*** Opening of Source document ***
The Conceiving Histories project opens its doors to Being Human Festival goers. Our exhibition [8th November-13th December] will be on throughout the week of the festival and we are also hosting a ‘Behind the Exhibition’ talk at which you can hear about some curious cases of un-pregnancy from the past.
22nd November 6-8pm. Keynes Library. 43 Gordon Square, London. WC1H 0PD. See on a map.
Free. Booking required.
Exhibition
Peltz Gallery. Birkbeck School of Arts. 8th November – 13th December 2017.
Gallery opening times: Monday-Friday 10am-8pm, Saturday 10am-5pm. Closed on Sundays. Free entry. See gallery location on a map.
How can something that doesn’t happen have a history? How can there be a material trace of un-pregnancy in the archive? This exhibition explores this paradox, finding and reimagining a material history of pregnancy feigned, imagined, hidden and difficult to diagnose. Whilst reproductive medicine is at the front of scientific modernity, biomedical technology has no jurisdiction over the experiences of waiting, unknowing and disappointment.
Conceiving Histories is a collaboration between literary historian, Isabel Davis, and visual artist, Anna Burel, producing creative and fictional reworkings of the archival materials of un-pregnancy. This exhibition re-materialises the past, giving structure and shape to things that have been left to us in text. The artworks explore the search for knowledge about a reproductive body which is as opaque as history: resistant, mediated and contested. They reflect on the signs of pregnancy in, from and on the body, and on messages and messengers, divine or earthly. Empty uterine spaces are imagined here displaced from the corporeal frame, labelled and dated, filled with strange visions. Swollen and flat structures, pads and envelopes, hollow and filled, contrast the fantasies of or desire for pregnancy with the reality of the un-pregnant body.
Behind the Exhibition
Come and hear about the making of the work and some of the research behind it. This event will be exploring the curious material history of un-pregnancy, that is of pregnancies feigned, imagined, hidden and difficult to diagnose, and how this history can be re-imagined and materialised to think about conception and fertility today.
In particular, we will be further exploring the case of Mary Tudor and her two false pregnancies and twentieth-century frog pregnancy testing.
There will be a wine reception and a chance to visit the exhibition.
*** Close of Source document ***
Questions to answer
**a)** Set down the stretch of the Conceiving Histories page from "22nd November 6-8pm." through "13th December 2017.", copied word for word.
**b)** On the Conceiving Histories page, what aim does the "Behind the Exhibition" event give for exploring how the history of un-pregnancy can be re-imagined and materialised? Answer in one to three sentences.
The entries that follow are separate material, unrelated to the Conceiving Histories page.
*** Opening of Excerpted records ***
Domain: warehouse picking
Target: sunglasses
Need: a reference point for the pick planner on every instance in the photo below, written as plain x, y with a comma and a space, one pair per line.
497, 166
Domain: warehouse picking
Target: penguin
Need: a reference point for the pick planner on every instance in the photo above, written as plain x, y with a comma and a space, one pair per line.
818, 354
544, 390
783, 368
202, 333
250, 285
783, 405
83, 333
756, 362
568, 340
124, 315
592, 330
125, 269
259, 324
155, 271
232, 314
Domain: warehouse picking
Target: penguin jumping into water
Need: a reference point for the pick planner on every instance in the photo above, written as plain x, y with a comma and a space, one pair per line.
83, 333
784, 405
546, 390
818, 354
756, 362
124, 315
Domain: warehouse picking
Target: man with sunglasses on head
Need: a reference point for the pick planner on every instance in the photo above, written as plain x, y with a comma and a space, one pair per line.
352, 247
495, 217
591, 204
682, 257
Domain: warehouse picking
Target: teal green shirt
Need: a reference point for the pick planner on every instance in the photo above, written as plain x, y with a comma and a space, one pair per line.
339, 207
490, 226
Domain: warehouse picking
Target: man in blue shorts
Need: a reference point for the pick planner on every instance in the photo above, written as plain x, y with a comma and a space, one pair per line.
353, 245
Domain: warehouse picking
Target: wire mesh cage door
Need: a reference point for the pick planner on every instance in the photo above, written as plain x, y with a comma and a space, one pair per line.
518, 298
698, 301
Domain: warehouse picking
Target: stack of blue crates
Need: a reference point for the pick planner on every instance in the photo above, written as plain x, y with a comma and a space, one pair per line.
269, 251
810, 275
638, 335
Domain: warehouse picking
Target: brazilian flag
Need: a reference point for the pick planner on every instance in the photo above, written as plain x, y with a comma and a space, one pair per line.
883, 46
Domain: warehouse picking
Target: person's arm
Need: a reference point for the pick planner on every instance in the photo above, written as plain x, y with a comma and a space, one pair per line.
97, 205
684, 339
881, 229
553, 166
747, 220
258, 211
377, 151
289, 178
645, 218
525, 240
*** Close of Excerpted records ***
Solutions
**a)**
22nd November 6-8pm. Keynes Library. 43 Gordon Square, London. WC1H 0PD. See on a map.
Free. Booking required.
Exhibition
Peltz Gallery. Birkbeck School of Arts. 8th November – 13th December 2017.

**b)** The event explores how the material history of pregnancies feigned, imagined, hidden and difficult to diagnose can be re-imagined and materialised in order to think about conception and fertility today.